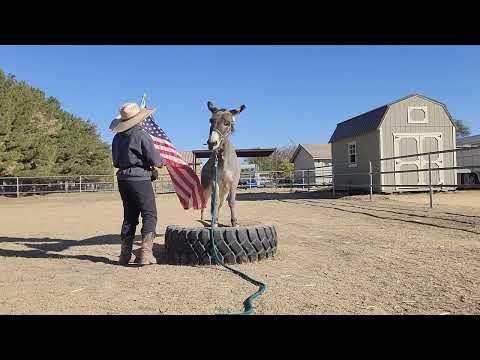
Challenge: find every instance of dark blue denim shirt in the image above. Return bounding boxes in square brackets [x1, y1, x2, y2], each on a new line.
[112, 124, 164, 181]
:::
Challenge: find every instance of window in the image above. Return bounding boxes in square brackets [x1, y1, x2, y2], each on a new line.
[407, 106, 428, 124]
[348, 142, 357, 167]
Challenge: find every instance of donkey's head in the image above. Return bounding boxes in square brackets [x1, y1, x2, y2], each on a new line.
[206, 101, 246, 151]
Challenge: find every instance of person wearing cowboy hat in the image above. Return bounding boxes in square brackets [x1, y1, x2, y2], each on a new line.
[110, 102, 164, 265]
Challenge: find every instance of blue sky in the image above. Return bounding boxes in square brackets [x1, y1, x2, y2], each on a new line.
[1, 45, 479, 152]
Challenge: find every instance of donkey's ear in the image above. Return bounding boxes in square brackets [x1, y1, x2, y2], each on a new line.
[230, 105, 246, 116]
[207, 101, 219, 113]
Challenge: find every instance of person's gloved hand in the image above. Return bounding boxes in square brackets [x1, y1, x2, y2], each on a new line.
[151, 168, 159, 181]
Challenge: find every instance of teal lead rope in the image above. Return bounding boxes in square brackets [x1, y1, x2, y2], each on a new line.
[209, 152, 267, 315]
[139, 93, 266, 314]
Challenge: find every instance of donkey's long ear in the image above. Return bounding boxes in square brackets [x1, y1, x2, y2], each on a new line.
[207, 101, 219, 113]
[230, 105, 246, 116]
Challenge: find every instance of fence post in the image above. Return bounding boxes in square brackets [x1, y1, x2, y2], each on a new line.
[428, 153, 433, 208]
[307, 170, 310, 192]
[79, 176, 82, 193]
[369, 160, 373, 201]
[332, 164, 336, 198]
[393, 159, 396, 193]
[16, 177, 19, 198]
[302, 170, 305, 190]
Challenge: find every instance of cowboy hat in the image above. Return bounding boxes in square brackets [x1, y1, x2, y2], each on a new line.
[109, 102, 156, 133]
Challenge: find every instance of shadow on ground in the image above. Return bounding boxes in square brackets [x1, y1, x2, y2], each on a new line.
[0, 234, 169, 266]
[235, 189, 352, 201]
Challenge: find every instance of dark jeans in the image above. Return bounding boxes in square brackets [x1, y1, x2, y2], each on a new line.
:::
- EXERCISE PROMPT -
One stretch of the lines above is wanted, from the line that contains "Challenge: find every instance of person's" through the line that contains "Challenge: find every instance of dark jeans". Output it exactly.

- YOUR RESPONSE -
Challenge: find every instance of person's gloved hand in the image above. Return bounding boxes in square brackets [x1, y1, x2, y2], each on a new line.
[151, 168, 159, 181]
Challenge: find every instance of teal lead rope in the image above. Return bounding boxes in square brackets [x1, y1, x2, y2], each on a new line.
[209, 152, 267, 315]
[139, 93, 266, 314]
Challenge: find every instance of donkey's long ear in the image above. Return bounding boxes in square brackets [x1, y1, x2, y2], each on a new line.
[207, 101, 219, 113]
[230, 105, 246, 116]
Challenge: find every instance of fence post in the image above. Return bounding boxes in square brackets [x1, y1, x2, y2], each on a new line.
[428, 153, 433, 208]
[307, 170, 310, 192]
[79, 176, 82, 193]
[369, 160, 373, 201]
[332, 164, 336, 198]
[393, 159, 396, 193]
[16, 177, 19, 198]
[302, 170, 305, 190]
Challenge: find every instance of cowboy hat in the image above. Return bounding boxes in square brackets [x1, y1, x2, y2], each on a new line.
[109, 102, 156, 133]
Challenge: find every instance of shadow on ground in the image above. Return bounding boxes in square brackets [x1, y1, x2, y2], each on a new line.
[0, 234, 169, 266]
[235, 189, 352, 201]
Challenge: find every instance of dark jeans in the image above. Return bounding boxes in square brackets [x1, y1, x2, y2], each on a new line.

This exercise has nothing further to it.